EXCERPTED DATA:

::::::::

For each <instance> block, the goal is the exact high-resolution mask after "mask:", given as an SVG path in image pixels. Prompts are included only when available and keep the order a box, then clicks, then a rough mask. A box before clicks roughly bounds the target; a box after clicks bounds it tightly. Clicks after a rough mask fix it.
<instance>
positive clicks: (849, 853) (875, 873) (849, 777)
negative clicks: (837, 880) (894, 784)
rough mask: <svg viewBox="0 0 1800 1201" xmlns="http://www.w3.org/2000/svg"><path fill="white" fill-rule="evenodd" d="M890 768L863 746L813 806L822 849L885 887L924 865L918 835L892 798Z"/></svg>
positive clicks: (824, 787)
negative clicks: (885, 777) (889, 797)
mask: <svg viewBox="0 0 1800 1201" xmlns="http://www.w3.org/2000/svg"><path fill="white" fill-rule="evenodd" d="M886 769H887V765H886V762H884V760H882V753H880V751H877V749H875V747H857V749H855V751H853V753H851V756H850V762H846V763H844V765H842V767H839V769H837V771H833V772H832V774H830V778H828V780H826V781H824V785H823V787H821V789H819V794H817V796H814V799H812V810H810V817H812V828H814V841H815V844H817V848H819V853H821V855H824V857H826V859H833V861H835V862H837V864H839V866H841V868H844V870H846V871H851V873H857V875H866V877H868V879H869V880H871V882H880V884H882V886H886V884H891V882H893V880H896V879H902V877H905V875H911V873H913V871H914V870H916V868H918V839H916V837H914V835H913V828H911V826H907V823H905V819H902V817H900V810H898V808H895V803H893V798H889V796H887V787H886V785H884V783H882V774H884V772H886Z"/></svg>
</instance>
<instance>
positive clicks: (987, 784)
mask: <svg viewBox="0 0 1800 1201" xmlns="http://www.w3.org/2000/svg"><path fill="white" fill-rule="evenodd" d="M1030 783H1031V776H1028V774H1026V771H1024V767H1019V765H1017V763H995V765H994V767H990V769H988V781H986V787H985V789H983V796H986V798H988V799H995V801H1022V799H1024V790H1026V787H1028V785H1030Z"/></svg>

::::::::

WHAT YOU SHOULD DO: Convert every line of the rows above into a Markdown table with the columns No. and Line text, leaving out blank lines.

EXERCISE RESPONSE:
| No. | Line text |
|---|---|
| 1 | For each <instance> block, the goal is the exact high-resolution mask after "mask:", given as an SVG path in image pixels. Prompts are included only when available and keep the order a box, then clicks, then a rough mask. A box before clicks roughly bounds the target; a box after clicks bounds it tightly. Clicks after a rough mask fix it. |
| 2 | <instance> |
| 3 | positive clicks: (849, 853) (875, 873) (849, 777) |
| 4 | negative clicks: (837, 880) (894, 784) |
| 5 | rough mask: <svg viewBox="0 0 1800 1201" xmlns="http://www.w3.org/2000/svg"><path fill="white" fill-rule="evenodd" d="M890 768L863 746L813 806L822 849L885 887L924 865L918 835L892 798Z"/></svg> |
| 6 | positive clicks: (824, 787) |
| 7 | negative clicks: (885, 777) (889, 797) |
| 8 | mask: <svg viewBox="0 0 1800 1201" xmlns="http://www.w3.org/2000/svg"><path fill="white" fill-rule="evenodd" d="M886 769H887V765H886V762H884V760H882V753H880V751H877V749H875V747H857V749H855V751H853V753H851V756H850V762H846V763H844V765H842V767H839V769H837V771H833V772H832V774H830V778H828V780H826V781H824V785H823V787H821V789H819V794H817V796H814V799H812V810H810V817H812V828H814V841H815V844H817V848H819V853H821V855H824V857H826V859H833V861H835V862H837V864H839V866H841V868H844V870H846V871H851V873H857V875H866V877H868V879H869V880H871V882H880V884H882V886H886V884H891V882H893V880H896V879H902V877H905V875H911V873H913V871H914V870H916V868H918V839H916V837H914V835H913V828H911V826H907V823H905V819H902V817H900V810H898V808H895V803H893V798H889V796H887V787H886V785H884V783H882V774H884V772H886Z"/></svg> |
| 9 | </instance> |
| 10 | <instance> |
| 11 | positive clicks: (987, 784) |
| 12 | mask: <svg viewBox="0 0 1800 1201" xmlns="http://www.w3.org/2000/svg"><path fill="white" fill-rule="evenodd" d="M1030 783H1031V776H1028V774H1026V771H1024V767H1019V765H1017V763H995V765H994V767H990V769H988V781H986V787H985V789H983V796H986V798H988V799H995V801H1022V799H1024V790H1026V787H1028V785H1030Z"/></svg> |